-- Your tasks --
(A) From the pork roast recipe, list every ingredient measured in tablespoons or teaspoons.
(B) Rewrite the stretch of the pork roast recipe from "1 (3-pound) boned" through "oven to 375°.", renaming "cumin" as "coriander".

-- Source excerpt --
1 (3-pound) boned pork loin roast
3 tablespoons honey
1 tablespoon fresh lemon juice
1 tablespoon ground cumin
1 1/2 teaspoons kosher salt
1/4 teaspoon ground red pepper
2 large onions (about 2 pounds), cut into 8 wedges
1 cup fat-free, less-sodium chicken broth, divided

Preparation

Preheat oven to 375°.

Trim fat from pork; score a diamond pattern on top of pork. Combine the honey and the next 4 ingredients (honey through red pepper) in a small bowl. Combine 2 tablespoons honey mixture and onion wedges; toss well to combine. Place the pork on the rack of a broiler pan or roasting pan. Arrange onion wedges around pork. Brush the remaining honey mixture over pork. Insert a meat thermometer into thickest part of pork. Bake at 375° for 1 hour and 15 minutes or until thermometer registers 155° (slightly pink). Place pork on a platter, and cover with foil. Let stand 10 minutes for the pork to reabsorb juices. (Temperature of the roast will increase 5° upon standing).

(Lines of data)
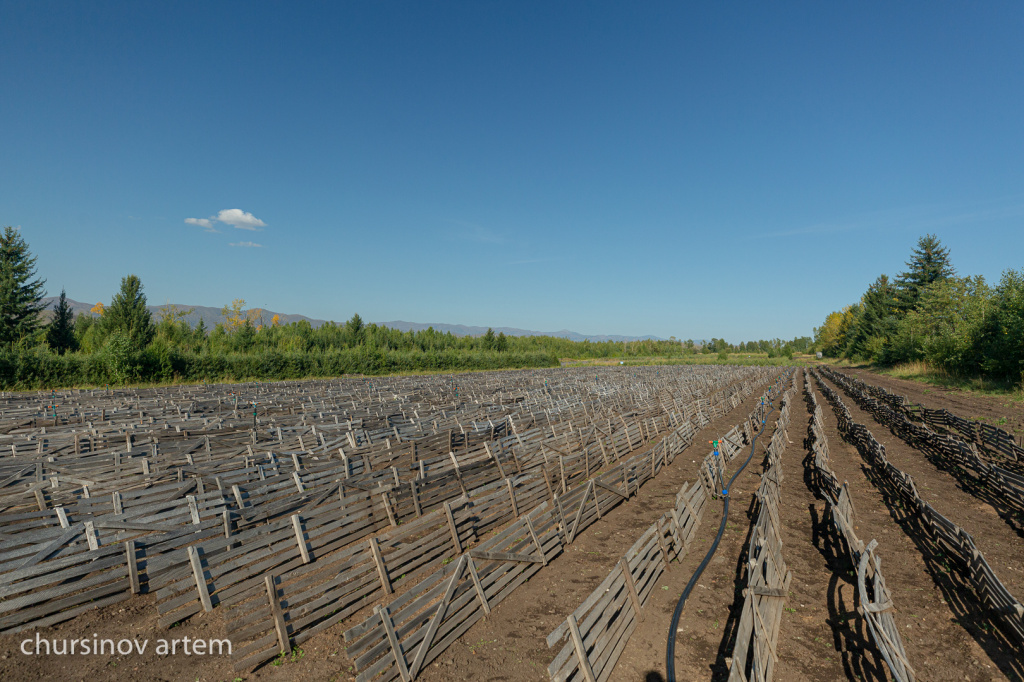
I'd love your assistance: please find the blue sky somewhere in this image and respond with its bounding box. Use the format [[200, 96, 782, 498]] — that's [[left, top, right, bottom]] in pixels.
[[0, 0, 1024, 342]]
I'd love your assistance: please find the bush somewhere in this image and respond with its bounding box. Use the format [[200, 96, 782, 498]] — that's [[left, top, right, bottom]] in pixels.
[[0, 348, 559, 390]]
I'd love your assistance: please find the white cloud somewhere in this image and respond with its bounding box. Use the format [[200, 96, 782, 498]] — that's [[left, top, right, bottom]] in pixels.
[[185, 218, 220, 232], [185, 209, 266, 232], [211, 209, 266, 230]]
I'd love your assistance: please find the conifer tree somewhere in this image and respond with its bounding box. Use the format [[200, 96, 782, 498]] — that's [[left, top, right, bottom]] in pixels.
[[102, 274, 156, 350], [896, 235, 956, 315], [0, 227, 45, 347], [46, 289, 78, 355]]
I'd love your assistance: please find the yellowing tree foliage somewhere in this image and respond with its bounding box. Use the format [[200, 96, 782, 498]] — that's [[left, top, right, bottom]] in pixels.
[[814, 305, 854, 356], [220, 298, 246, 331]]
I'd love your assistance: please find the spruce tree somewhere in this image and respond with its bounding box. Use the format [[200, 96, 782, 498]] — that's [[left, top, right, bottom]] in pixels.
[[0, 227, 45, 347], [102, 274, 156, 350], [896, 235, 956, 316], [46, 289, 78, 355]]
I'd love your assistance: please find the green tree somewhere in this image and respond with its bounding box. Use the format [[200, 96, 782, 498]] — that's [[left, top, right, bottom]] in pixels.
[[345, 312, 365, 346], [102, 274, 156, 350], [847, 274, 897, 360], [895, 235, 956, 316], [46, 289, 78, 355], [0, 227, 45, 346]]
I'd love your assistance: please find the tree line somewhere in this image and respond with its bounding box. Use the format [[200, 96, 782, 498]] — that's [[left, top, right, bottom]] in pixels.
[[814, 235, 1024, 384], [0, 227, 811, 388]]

---

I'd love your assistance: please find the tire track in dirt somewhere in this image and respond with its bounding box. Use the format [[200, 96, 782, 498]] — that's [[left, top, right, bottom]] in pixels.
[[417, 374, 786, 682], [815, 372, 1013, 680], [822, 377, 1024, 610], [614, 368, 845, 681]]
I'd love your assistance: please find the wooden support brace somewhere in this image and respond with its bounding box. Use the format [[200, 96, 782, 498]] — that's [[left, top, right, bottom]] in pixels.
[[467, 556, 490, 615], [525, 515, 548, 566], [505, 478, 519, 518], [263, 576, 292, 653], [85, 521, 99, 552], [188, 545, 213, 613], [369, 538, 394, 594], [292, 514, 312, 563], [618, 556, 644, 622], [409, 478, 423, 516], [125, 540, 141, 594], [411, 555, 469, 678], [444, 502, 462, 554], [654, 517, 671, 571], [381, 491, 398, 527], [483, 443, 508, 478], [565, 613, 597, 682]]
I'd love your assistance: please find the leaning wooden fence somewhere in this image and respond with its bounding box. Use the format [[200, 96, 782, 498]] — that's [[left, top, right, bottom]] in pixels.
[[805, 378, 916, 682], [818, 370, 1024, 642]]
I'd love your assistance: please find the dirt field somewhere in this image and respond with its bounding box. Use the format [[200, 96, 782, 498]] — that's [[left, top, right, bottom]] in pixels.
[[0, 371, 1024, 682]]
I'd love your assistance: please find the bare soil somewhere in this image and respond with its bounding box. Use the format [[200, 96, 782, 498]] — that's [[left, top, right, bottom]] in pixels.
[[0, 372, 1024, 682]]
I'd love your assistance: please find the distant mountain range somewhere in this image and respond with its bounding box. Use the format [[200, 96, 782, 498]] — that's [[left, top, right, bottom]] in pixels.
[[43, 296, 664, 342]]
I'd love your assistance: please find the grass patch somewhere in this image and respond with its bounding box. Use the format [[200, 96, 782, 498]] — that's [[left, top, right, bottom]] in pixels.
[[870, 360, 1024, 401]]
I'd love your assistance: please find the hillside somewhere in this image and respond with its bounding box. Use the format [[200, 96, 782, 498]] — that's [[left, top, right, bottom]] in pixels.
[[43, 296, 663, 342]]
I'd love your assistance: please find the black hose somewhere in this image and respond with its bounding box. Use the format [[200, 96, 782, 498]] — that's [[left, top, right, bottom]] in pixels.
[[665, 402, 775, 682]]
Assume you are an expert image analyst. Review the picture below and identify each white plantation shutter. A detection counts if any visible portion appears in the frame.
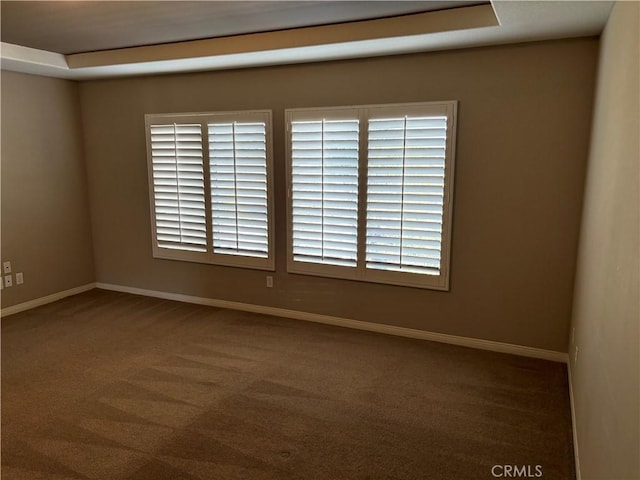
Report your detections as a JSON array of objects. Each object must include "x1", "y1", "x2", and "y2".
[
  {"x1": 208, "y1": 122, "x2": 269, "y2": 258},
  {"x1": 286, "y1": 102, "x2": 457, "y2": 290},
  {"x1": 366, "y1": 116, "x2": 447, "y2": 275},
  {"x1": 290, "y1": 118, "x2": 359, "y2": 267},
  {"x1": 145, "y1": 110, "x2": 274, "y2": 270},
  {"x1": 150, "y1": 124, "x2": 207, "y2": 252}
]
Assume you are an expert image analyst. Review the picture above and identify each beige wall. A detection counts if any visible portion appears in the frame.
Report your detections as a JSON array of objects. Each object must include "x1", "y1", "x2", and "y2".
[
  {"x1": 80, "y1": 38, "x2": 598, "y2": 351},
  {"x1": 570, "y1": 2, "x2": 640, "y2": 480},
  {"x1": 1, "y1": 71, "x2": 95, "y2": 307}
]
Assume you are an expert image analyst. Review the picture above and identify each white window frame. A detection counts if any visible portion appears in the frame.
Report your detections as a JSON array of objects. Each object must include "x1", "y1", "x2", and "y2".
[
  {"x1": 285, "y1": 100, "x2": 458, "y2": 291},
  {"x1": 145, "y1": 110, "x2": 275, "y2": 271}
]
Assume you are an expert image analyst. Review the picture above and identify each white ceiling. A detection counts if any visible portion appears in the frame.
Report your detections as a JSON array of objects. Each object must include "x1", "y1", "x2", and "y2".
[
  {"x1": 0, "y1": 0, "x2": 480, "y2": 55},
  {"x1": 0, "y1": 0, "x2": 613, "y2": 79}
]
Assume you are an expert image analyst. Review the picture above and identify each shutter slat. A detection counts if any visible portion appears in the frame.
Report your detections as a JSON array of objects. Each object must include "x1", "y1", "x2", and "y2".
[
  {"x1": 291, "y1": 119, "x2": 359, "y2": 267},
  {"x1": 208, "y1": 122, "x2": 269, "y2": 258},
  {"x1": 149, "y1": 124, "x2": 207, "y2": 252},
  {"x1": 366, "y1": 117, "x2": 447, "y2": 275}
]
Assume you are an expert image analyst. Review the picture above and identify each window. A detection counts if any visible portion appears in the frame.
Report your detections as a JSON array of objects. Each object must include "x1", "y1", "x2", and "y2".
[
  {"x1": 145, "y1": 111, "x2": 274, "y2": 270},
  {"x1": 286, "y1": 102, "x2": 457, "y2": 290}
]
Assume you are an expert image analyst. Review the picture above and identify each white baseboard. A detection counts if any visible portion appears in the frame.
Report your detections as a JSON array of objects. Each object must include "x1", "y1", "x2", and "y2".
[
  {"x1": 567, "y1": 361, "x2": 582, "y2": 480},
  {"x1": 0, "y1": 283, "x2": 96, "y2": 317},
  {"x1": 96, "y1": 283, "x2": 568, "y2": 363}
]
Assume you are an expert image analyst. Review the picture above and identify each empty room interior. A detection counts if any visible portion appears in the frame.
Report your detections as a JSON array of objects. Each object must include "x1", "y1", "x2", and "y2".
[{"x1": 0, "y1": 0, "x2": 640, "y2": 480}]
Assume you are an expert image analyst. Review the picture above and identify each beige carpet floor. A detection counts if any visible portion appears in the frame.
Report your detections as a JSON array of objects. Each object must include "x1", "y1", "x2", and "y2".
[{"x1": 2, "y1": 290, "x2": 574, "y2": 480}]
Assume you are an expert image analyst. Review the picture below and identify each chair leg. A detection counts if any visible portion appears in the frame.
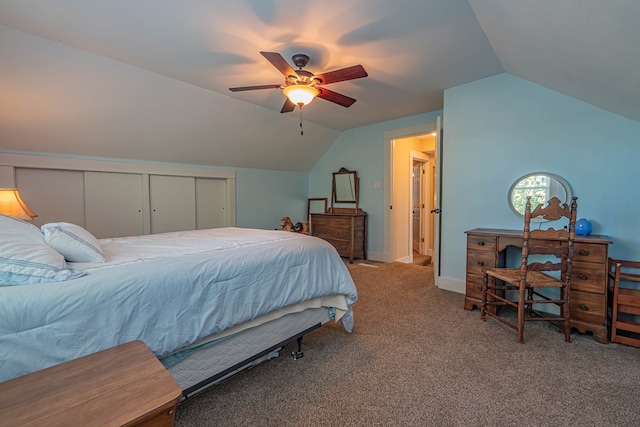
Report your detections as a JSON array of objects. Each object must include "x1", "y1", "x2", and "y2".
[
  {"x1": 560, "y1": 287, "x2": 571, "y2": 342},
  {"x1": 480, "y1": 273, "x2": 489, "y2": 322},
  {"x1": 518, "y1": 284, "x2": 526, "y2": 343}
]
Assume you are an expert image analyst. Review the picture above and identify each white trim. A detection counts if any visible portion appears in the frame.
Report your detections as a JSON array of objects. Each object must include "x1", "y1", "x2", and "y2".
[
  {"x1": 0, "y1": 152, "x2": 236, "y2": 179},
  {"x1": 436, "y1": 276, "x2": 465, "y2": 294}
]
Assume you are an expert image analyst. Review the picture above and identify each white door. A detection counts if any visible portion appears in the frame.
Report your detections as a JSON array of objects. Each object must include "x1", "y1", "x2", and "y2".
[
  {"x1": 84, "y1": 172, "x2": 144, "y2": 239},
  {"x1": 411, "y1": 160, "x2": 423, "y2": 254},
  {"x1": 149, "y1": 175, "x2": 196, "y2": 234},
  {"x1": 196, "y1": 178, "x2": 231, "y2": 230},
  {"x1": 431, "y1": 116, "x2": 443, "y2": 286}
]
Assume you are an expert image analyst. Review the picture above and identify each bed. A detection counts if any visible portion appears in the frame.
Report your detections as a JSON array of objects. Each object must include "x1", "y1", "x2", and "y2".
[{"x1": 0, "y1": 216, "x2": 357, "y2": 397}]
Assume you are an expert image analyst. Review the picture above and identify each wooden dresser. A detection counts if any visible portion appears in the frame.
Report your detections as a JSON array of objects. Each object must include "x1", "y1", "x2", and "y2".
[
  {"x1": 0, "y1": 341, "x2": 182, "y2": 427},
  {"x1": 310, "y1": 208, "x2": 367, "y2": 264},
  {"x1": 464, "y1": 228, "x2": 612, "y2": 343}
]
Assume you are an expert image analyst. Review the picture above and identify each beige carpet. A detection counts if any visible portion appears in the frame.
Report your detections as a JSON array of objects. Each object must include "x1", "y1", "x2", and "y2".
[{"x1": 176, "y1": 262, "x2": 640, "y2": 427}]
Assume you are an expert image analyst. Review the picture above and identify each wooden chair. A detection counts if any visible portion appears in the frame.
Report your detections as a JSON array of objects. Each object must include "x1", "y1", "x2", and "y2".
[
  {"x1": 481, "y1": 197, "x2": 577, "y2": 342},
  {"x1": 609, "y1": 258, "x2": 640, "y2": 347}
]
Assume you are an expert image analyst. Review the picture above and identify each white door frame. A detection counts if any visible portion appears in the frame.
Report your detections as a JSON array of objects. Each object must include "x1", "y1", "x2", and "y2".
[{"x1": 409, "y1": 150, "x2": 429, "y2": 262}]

---

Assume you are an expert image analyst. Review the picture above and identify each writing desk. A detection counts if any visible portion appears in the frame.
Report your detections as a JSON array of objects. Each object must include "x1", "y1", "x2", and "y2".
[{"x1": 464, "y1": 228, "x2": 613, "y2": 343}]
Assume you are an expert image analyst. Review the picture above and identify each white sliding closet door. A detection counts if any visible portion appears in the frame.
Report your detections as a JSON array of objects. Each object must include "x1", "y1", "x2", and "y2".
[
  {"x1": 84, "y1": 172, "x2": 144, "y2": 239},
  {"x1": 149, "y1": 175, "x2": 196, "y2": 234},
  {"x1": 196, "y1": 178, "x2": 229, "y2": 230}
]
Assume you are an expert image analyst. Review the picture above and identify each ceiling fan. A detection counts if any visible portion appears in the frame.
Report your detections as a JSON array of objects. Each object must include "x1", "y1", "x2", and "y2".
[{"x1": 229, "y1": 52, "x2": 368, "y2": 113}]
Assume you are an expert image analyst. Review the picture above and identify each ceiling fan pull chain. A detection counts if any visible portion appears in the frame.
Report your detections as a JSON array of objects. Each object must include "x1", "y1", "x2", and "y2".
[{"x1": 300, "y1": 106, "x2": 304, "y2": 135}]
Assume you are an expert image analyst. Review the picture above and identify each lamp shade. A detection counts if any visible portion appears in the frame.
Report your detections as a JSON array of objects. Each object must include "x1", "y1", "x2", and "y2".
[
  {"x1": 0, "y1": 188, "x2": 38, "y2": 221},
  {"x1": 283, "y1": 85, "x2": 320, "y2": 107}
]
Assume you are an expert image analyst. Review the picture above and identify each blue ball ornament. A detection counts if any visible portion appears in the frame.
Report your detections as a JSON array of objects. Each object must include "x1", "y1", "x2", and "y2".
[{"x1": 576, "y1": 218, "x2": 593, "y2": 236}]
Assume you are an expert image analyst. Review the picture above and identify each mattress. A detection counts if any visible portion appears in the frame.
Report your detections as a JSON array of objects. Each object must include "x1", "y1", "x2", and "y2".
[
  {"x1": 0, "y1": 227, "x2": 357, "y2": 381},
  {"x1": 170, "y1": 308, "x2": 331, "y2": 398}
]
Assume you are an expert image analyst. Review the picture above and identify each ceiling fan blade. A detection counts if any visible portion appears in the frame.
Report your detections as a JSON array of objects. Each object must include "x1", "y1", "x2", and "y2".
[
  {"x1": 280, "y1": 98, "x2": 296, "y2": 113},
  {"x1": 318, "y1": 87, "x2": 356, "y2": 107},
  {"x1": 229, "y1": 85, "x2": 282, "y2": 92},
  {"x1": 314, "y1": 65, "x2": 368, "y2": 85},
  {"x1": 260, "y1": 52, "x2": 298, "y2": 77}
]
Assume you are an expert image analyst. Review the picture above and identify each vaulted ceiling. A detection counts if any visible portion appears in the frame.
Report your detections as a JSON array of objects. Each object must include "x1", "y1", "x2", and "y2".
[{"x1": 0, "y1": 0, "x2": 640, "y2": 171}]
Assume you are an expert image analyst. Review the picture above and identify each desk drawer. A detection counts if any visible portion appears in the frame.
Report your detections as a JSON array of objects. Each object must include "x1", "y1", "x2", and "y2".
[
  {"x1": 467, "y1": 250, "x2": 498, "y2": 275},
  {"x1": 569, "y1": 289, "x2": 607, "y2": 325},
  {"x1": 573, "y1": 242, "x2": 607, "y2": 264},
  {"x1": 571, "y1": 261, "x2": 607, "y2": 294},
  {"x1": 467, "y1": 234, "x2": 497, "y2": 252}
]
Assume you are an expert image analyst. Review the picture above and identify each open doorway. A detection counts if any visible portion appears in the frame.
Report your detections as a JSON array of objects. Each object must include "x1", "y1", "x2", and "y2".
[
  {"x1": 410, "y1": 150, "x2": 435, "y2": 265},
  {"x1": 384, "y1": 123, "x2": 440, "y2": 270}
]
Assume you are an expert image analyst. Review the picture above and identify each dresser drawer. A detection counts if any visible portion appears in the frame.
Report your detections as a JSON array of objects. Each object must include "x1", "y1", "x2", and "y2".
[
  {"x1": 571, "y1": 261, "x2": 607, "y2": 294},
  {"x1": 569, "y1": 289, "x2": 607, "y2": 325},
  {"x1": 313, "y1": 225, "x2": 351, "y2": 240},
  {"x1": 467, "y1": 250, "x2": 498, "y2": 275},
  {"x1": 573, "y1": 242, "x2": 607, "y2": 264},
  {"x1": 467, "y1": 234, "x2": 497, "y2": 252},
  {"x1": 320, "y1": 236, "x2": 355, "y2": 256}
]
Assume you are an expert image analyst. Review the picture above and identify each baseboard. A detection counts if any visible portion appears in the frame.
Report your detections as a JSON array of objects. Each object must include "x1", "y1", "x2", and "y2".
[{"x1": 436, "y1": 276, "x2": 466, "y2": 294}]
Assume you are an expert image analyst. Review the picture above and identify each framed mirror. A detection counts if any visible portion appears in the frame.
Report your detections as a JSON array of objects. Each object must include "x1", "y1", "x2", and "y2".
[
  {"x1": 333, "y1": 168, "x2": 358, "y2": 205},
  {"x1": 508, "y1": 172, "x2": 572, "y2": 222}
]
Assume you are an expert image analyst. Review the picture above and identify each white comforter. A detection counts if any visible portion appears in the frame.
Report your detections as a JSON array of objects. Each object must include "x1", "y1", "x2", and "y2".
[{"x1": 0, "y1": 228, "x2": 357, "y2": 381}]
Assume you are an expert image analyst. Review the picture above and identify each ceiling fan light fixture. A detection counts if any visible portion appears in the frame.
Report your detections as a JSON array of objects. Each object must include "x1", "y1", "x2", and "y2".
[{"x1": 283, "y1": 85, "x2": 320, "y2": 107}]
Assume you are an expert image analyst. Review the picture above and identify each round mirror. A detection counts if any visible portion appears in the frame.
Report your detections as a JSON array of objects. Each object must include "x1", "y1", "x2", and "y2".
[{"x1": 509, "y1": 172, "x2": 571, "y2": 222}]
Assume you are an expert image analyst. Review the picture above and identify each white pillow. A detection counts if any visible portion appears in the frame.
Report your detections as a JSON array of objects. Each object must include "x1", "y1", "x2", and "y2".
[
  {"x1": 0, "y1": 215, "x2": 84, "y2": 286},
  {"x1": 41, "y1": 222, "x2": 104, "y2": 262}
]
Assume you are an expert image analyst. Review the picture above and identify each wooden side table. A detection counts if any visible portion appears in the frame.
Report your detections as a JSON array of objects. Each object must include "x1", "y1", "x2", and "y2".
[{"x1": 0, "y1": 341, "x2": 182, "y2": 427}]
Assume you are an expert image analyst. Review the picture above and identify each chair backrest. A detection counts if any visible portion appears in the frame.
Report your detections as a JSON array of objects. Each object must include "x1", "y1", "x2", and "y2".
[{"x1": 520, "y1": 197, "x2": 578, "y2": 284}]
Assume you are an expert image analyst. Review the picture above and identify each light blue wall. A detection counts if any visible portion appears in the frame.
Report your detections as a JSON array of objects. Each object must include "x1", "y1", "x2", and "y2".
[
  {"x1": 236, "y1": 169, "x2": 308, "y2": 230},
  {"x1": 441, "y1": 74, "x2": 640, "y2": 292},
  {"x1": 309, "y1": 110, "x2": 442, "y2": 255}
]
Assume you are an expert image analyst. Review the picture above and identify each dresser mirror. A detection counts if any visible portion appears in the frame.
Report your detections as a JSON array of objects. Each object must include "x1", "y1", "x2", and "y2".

-- Exercise results --
(A)
honey
fresh lemon juice
ground cumin
kosher salt
ground red pepper

(B)
1 (3-pound) boned pork loin roast
3 tablespoons honey
1 tablespoon fresh lemon juice
1 tablespoon ground coriander
1 1/2 teaspoons kosher salt
1/4 teaspoon ground red pepper
2 large onions (about 2 pounds), cut into 8 wedges
1 cup fat-free, less-sodium chicken broth, divided

Preparation

Preheat oven to 375°.